§ Texto fornecido:
────

Como falar de jade-rollers e outras futilidades sem que sintamos que estamos a interiorizar a banalidade do mal?

 



O dia foi longo. Quando acabámos de jantar passava das onze da noite. Estou cansada e com sono e o que me vale enquanto escrevo é que, enquanto escrevo com a direita, massajo o rosto com o jade-roller que, na terça-feira à hora de almoço, comprei no Ale-Hop. É um objecto bonito, com umas translúcidas pedras cor de rosa suportadas por metal acobreado. Quando lhe pego, as pedras estão frias e a sensação da pedra macia e fria a rolar no rosto é bastante agradável. Nunca apliquei botox ou fiz lifting ou o que quer que seja. Por vezes, o YouTube, sabendo as saudades que, por vezes, sinto das revistas que via quando ia ao cabeleireiro, propõe-me tutoriais de moda ou de rotinas de beleza. Vejo com alguma curiosidade pois são apresentados como coisas simples, quase como apenas lavar a cara com água e sabão azul e branco e, afinal, são todo um processo. Põem produtos em cima de produtos e, se as mulheres começam com um aspecto normalíssimo, com algumas imperfeições, até com olhos pequenos e lábios secos, acabam com menos anos, sem rugas, sem olheiras, olhos grandes e lábios carnudos. E eu vejo aquilo e sinto-me uma descuidada. Lavo a cara, coloco um hidratante, uma leve sombra nas pálpebras superiores e está feito. Se tenho reunião, ainda ponho um pinkezito nos lábios mas, tirando isso, nem creme para isto, creme para aquilo, anti-olheiras, base, pó, iluminador, máscara, preenchimento de sobrancelhas, etc. Mas agora, com este instrumento, tenho esperança que produza o mesmo efeito que tudo o que não uso. E, se não produzir, paciência, pelo menos mantem-me acordada enquanto o uso.

Estou agora a ver as notícias. Hoje uma pessoa dizia-me que já não conseguia ver notícias pois já andava a sentir-se deprimido, não suportando a impotência perante o grau de violência de Putin e o sofrimento dos ucranianos. A minha mãe diz-me a mesma coisa, que já não quer ver notícias, diz que, sempre que vê o que está a passar-se, fica incomodada, não se sente bem. Ouço isto e receio que isto venha a acontecer comigo, com toda a gente: cansarmo-nos de ver tanta violência, alhearmo-nos da destruição e do sofrimento dos que estão a ser tão vilmente atacados, deixarmos que o criminoso aniquile um país. Quando o mal é assimilado como uma coisa normal é a morte que se metastiza na nossa vida.

────

§ Tarefa 1:
Reescreva o trecho do texto sobre o jade-roller que abre com as palavras "Estou agora a" e fecha com "na nossa vida.", trocando "Putin" por "o Kremlin".
§ Tarefa 2:
Em que loja foi comprado o jade-roller referido no texto sobre o jade-roller?
§ Tarefa 3:
Escreva a continuação do texto sobre o jade-roller a partir da última frase apresentada.

────

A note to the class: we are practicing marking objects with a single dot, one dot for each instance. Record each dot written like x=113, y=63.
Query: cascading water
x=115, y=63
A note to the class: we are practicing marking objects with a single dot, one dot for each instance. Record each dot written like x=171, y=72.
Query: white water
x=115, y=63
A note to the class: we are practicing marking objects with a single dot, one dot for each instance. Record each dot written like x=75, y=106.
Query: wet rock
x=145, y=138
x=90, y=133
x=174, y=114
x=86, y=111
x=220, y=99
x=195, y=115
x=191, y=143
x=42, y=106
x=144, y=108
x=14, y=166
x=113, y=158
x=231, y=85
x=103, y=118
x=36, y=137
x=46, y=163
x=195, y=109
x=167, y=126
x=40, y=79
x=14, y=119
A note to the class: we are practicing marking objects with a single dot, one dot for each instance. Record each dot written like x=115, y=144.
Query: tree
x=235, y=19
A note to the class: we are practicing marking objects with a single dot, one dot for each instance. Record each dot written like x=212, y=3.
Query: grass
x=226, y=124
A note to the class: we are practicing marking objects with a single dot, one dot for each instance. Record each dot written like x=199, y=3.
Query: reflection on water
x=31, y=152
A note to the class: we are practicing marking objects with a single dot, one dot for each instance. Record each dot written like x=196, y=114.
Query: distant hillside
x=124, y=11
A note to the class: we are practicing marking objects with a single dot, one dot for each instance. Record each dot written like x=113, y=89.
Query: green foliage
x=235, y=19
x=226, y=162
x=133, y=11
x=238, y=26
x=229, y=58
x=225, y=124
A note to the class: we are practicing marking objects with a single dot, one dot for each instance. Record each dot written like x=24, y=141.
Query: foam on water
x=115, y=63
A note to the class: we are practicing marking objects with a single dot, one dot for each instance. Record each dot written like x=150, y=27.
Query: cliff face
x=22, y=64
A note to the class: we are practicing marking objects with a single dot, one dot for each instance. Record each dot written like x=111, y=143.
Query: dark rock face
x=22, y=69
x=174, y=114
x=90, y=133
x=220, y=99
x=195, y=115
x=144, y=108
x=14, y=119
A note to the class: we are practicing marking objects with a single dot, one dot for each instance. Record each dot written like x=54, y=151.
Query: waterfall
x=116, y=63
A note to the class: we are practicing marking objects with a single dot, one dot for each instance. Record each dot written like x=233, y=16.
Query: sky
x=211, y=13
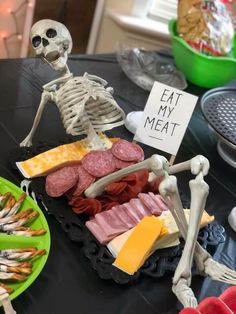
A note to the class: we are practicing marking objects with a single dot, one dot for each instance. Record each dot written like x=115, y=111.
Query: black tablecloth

────

§ Resposta da tarefa 1:
Estou agora a ver as notícias. Hoje uma pessoa dizia-me que já não conseguia ver notícias pois já andava a sentir-se deprimido, não suportando a impotência perante o grau de violência de o Kremlin e o sofrimento dos ucranianos. A minha mãe diz-me a mesma coisa, que já não quer ver notícias, diz que, sempre que vê o que está a passar-se, fica incomodada, não se sente bem. Ouço isto e receio que isto venha a acontecer comigo, com toda a gente: cansarmo-nos de ver tanta violência, alhearmo-nos da destruição e do sofrimento dos que estão a ser tão vilmente atacados, deixarmos que o criminoso aniquile um país. Quando o mal é assimilado como uma coisa normal é a morte que se metastiza na nossa vida.

§ Resposta da tarefa 2:
No Ale-Hop.

§ Resposta da tarefa 3:
A minha mãe de vez em quando fala de quando era miúda e havia guerra e havia falta de tudo. Ouvia-a falando disso como se se tratasse de uma realidade remota, irrepetível, coisa de outros tempos. Na nossa Europa, agora estável, as fronteiras sagradas, ter havido uma coisa tão medonha  quase parecia coisa de há mil séculos. Quando mais recentemente tantas guerras têm acontecido, embora qualquer guerra seja sempre um buraco negro por onde a vida é sugada, parece que, mesmo que involuntariamente, a minha mente parece que colocava um qualquer filtro que me impedia de as encarar com excessivo realismo. Na minha mente era como se fossem conflitos ancestrais, lutas irracionais por fronteiras, casos de loucura exacerbada como os que levam algumas pessoas a matarem-se por uns centímetros nas extremas de um terreno, povos habituados à violência, civilizações para quem a vida não tem assim tanto valor, alguns arriscam-na para conquistar o paraíso e para irem fazer companhia a bandos de virgens, lugares onde as religiões andam com armas à cintura. Na minha cabeça, alguns eram lugares relativamente longínquos, de instabilidade e sofrimento, quase sem salvação possível, um triste escoadouro de armamento e munições que mantinham florescente a indústria das armas. Mas, de repente, quando estávamos ainda a digerir a nossa fragilidade perante um vírus, acontece uma coisa destas, aqui perto, uma coisa feroz, desalmada, desumana, numa era em que todos queremos paz e amor -- e tudo parece inconcebível, imperdoável e, sobretudo, muito triste.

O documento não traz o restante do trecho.